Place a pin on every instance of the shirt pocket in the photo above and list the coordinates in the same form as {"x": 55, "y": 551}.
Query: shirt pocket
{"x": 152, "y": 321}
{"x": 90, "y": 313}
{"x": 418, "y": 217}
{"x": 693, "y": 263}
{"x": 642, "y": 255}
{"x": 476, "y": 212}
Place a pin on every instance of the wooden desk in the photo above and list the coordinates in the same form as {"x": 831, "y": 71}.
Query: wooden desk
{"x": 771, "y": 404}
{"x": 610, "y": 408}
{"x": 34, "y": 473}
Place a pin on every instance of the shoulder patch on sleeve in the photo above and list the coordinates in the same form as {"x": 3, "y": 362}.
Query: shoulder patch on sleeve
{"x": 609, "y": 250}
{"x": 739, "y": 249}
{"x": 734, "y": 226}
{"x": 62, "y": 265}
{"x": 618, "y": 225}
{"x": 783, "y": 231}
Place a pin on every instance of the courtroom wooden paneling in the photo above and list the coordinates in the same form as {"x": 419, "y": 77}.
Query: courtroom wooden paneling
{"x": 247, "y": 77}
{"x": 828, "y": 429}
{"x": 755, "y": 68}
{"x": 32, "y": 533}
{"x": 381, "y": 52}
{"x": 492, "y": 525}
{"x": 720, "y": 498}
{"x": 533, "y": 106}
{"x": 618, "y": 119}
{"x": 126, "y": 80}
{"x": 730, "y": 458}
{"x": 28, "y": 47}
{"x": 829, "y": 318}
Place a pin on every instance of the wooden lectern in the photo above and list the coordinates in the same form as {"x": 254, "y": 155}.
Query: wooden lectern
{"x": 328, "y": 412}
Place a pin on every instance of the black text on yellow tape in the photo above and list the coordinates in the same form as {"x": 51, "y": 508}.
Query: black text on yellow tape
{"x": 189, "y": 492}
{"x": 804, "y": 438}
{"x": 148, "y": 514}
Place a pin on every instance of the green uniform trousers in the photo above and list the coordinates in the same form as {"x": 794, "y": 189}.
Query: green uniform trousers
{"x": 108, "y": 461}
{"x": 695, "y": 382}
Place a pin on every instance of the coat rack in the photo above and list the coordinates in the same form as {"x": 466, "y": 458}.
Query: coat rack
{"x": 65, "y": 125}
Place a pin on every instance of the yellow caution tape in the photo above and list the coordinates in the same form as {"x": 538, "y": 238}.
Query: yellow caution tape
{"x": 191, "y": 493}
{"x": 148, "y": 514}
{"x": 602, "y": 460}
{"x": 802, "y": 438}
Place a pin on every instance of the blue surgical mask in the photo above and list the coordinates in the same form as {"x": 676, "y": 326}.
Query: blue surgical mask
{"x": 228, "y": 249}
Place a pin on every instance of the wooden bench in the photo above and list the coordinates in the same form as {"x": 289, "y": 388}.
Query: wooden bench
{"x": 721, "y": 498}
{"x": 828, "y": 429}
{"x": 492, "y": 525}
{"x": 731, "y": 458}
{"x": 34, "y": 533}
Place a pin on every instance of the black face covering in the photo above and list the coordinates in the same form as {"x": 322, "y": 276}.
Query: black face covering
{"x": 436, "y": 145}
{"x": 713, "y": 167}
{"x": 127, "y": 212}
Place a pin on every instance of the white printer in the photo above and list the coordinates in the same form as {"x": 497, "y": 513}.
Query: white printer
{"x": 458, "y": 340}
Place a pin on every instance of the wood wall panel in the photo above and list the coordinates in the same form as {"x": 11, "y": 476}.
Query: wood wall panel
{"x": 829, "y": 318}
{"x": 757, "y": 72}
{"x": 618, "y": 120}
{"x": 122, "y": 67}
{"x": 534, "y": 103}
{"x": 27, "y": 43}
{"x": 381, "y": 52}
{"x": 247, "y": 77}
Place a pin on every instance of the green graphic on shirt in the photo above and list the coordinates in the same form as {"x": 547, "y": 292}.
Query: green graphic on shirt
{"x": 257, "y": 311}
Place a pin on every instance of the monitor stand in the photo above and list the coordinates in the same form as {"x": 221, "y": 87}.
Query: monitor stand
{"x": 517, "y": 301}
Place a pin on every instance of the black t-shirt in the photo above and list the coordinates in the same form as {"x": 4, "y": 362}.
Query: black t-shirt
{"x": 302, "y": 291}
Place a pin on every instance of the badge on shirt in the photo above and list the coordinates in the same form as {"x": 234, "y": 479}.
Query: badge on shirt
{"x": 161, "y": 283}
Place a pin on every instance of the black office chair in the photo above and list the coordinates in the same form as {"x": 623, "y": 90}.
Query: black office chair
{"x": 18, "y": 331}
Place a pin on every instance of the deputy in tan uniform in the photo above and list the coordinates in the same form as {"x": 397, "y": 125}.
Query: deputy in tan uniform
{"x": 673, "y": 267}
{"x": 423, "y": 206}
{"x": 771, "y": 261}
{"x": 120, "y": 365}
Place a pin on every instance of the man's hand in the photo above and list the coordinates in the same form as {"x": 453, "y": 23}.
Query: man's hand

────────────────────

▸ EXERCISE GOAL
What lines of the material above contain "hand"? Return each of them.

▸ EXERCISE SOLUTION
Place a pin on every instance of the man's hand in the photo above and list the coordinates in the same form as {"x": 453, "y": 23}.
Query: man's hand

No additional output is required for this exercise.